Instructions to follow. Please reproduce the items below word for word, leaving the pictures out of your answer.

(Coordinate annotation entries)
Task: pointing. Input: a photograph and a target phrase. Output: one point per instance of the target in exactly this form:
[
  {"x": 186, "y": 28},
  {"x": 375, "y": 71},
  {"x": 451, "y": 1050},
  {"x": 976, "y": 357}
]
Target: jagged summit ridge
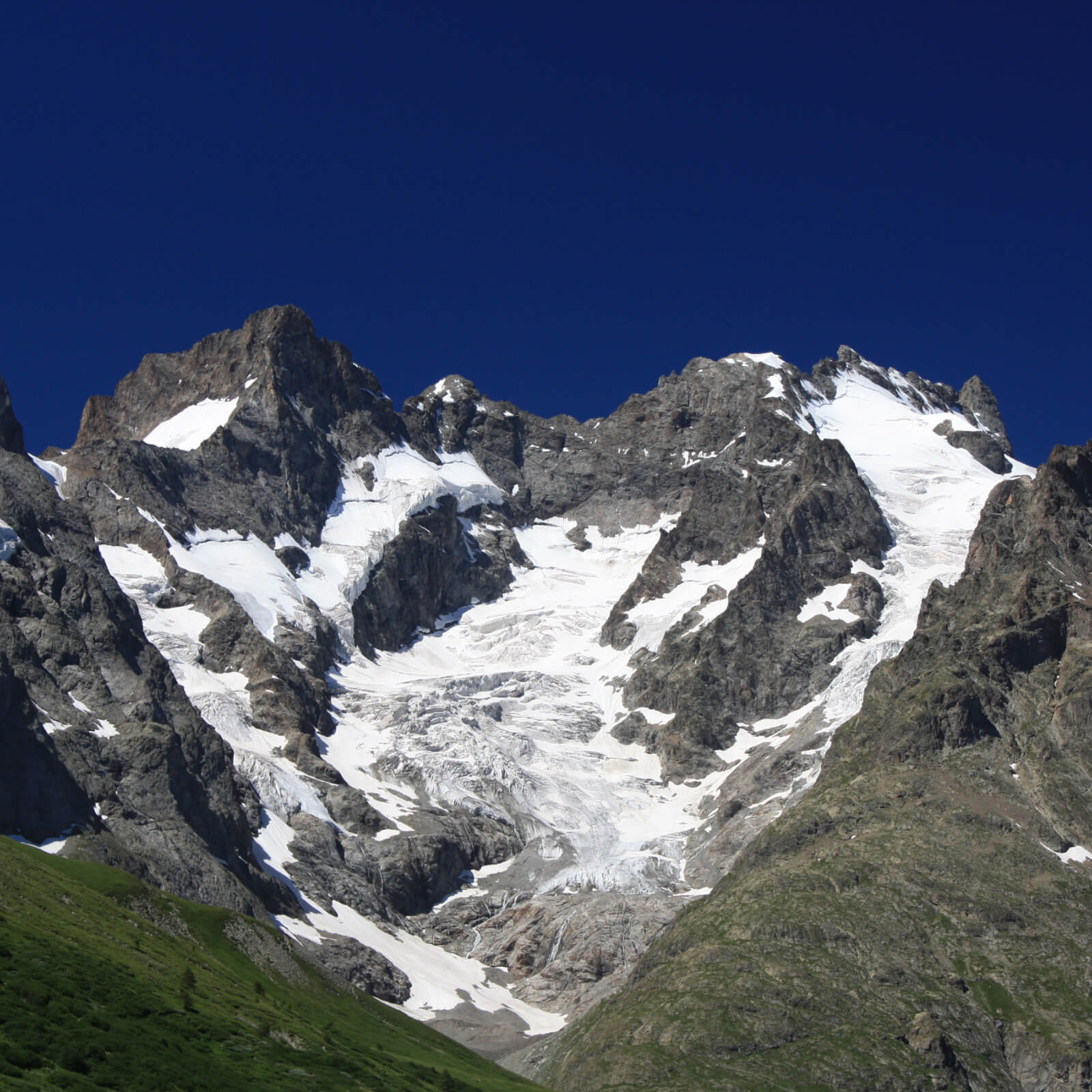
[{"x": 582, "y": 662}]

Full solution.
Task: pointing. Input: a photograph and a target phrase. Output: one point per instance of the target in exactly this form:
[
  {"x": 186, "y": 28},
  {"x": 375, "y": 71},
  {"x": 451, "y": 1050},
  {"x": 976, "y": 357}
]
Target: jagged summit ridge
[{"x": 582, "y": 662}]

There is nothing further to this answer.